(Lines of data)
◆ ◆ ◆

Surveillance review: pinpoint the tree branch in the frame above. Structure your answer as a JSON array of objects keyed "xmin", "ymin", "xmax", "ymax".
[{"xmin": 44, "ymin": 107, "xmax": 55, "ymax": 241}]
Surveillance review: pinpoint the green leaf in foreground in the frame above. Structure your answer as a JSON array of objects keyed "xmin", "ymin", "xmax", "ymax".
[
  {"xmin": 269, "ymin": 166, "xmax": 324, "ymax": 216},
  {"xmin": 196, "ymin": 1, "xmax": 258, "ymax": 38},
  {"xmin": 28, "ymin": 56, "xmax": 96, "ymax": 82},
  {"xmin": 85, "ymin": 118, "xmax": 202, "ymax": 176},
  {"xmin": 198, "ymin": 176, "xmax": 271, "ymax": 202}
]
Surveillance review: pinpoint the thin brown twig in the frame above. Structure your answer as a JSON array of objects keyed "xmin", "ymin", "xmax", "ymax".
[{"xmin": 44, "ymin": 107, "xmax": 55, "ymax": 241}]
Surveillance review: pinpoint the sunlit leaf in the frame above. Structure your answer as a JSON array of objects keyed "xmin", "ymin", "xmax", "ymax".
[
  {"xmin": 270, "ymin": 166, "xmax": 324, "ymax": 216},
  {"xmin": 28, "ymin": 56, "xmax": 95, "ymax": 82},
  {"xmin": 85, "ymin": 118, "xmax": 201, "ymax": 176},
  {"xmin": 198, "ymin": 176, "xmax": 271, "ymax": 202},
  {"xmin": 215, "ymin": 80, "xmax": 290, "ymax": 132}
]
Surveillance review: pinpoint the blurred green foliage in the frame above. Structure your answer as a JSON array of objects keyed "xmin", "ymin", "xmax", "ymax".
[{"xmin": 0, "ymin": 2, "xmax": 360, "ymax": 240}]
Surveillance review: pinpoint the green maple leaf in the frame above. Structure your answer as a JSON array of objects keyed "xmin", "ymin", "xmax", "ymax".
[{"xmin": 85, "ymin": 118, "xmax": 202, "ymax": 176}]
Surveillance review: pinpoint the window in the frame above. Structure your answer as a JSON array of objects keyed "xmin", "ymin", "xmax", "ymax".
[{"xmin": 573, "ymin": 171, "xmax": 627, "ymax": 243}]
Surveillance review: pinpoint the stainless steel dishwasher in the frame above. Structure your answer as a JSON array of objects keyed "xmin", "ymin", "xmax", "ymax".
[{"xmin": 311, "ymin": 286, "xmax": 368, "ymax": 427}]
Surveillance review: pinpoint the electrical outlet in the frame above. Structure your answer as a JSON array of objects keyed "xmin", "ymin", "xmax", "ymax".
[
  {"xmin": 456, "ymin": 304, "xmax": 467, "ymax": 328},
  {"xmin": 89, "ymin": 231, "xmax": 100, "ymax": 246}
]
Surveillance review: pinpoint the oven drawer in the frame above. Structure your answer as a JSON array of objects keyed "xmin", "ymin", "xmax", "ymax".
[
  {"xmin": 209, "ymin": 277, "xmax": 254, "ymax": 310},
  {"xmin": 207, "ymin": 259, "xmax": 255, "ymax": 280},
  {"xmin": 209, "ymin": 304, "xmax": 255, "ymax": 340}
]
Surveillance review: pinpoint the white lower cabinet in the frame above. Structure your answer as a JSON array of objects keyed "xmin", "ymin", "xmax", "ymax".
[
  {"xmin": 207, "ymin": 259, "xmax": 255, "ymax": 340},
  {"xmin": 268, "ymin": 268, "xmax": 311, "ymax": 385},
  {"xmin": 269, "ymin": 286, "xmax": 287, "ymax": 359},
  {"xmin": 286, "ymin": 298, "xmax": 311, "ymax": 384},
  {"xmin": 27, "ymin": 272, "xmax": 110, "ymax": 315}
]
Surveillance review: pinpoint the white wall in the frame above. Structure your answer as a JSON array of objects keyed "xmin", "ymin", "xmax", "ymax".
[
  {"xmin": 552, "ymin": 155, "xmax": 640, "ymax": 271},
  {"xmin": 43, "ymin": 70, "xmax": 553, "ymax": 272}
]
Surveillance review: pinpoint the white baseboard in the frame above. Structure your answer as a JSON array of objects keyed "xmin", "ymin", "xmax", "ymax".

◆ ◆ ◆

→ **WHAT THIS TASK INVOLVES**: Could you give again exactly the lines from the line containing "Surveillance review: pinpoint the blurred" through the final line of the data above, and no others?

→ **WRITTEN ANSWER**:
Surveillance review: pinpoint the blurred green foliage in the frame above. Structure your answer as a JSON array of objects keyed "xmin", "ymin", "xmax", "ymax".
[{"xmin": 0, "ymin": 2, "xmax": 360, "ymax": 240}]
Surveillance review: pinpoint the green maple leaf in the frame above. Structure your answer as a JSON array of objects keyed "xmin", "ymin", "xmax", "ymax".
[{"xmin": 85, "ymin": 118, "xmax": 202, "ymax": 176}]
Surveillance review: pinpoint the window in the frame above. Structure your answer as a JSON array of objects keyed "xmin", "ymin", "xmax", "ymax".
[{"xmin": 573, "ymin": 171, "xmax": 627, "ymax": 243}]
Surveillance review: pinpoint the stainless steel dishwasher in the frame above. Structure your answer as a JSON array of objects keyed "xmin", "ymin", "xmax", "ymax".
[{"xmin": 311, "ymin": 286, "xmax": 368, "ymax": 427}]
Surveillance review: pinpoint the electrical outlet in the frame above. Structure your answer as a JSON array of objects keyed "xmin", "ymin", "xmax", "ymax".
[
  {"xmin": 456, "ymin": 304, "xmax": 467, "ymax": 328},
  {"xmin": 89, "ymin": 231, "xmax": 100, "ymax": 246}
]
Surveillance review: pinpoint the oven drawer in the frame above. Structure your answer as a JSON array of objects keyed "xmin", "ymin", "xmax", "ymax".
[
  {"xmin": 209, "ymin": 277, "xmax": 254, "ymax": 310},
  {"xmin": 207, "ymin": 259, "xmax": 255, "ymax": 280},
  {"xmin": 209, "ymin": 304, "xmax": 255, "ymax": 340}
]
Surveillance review: pinpoint the white lower cabinet in the frame above. Structure your answer as a JSON array of objects keyed "xmin", "ymin", "xmax", "ymax".
[
  {"xmin": 207, "ymin": 259, "xmax": 255, "ymax": 340},
  {"xmin": 268, "ymin": 268, "xmax": 311, "ymax": 385},
  {"xmin": 269, "ymin": 286, "xmax": 287, "ymax": 359},
  {"xmin": 286, "ymin": 298, "xmax": 311, "ymax": 384},
  {"xmin": 27, "ymin": 272, "xmax": 110, "ymax": 315}
]
Surveillance review: pinpoint the white wall in the frame above. Structure your answer as a JSON array of objects keyed "xmin", "ymin", "xmax", "ymax".
[
  {"xmin": 552, "ymin": 155, "xmax": 640, "ymax": 271},
  {"xmin": 43, "ymin": 70, "xmax": 553, "ymax": 272}
]
Surveillance review: pinpoint the white baseboard in the frame above. Structure your answer as a JSON array of objects keyed "xmin", "ymin", "xmax", "ymax".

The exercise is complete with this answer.